- Цель задания:
Можете дословно переписать фрагмент текста о финансовом контроле от «Соответственно, требуются научные» до «уровне своего содержания.»?

- Текст документа:
↓

Соответственно, требуются научные исследования как последствий, так и, в особенности, потенциальных перспектив цифровизации и креативизации по каждому направлению социально-экономического развития.

В полной мере это относится и к финансовому контролю, который в настоящее время столкнулся с рядом вызовов функционального характера на уровне своего содержания.

Финансовый контроль, история появления которого уходит к первым государственным образованиям Древнего мира, в российской практике становления централизованного государства всегда являлся одним из базовых элементов управления [1] (Aminova, 2011). При этом российскому институциональному оформлению уже более трех с половиной столетий [22]. За такую долгую историю финансовый контроль в своей основной функции представлен в большом количестве системных компонентов социально-экономического развития. Это и многие виды государственной политики (бюджетная, финансовая, налоговая, инвестиционная и др.), и разнообразные направления менеджмента (от внутрихозяйственного до межведомственного взаимодействия), и всевозможные аналитические исследования. В целом финансовый контроль сейчас воспринимается научной общественностью как воспроизводственная составляющая, ориентированная на строгое соблюдение требований законодательства и эффективное управление хозяйственной деятельностью [13] (Kostakov, Mayorova, 2017).

↑

- Исходные данные:
↓

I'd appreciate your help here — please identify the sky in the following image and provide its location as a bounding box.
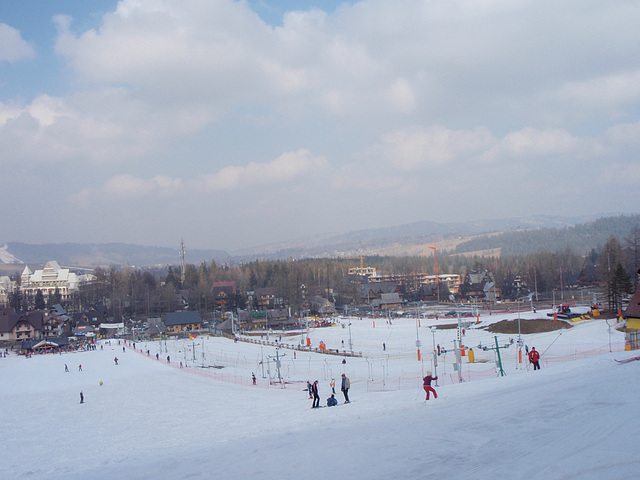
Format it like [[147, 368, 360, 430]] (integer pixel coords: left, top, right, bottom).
[[0, 0, 640, 253], [0, 310, 640, 480]]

↑

- Результат выполнения:
Соответственно, требуются научные исследования как последствий, так и, в особенности, потенциальных перспектив цифровизации и креативизации по каждому направлению социально-экономического развития.

В полной мере это относится и к финансовому контролю, который в настоящее время столкнулся с рядом вызовов функционального характера на уровне своего содержания.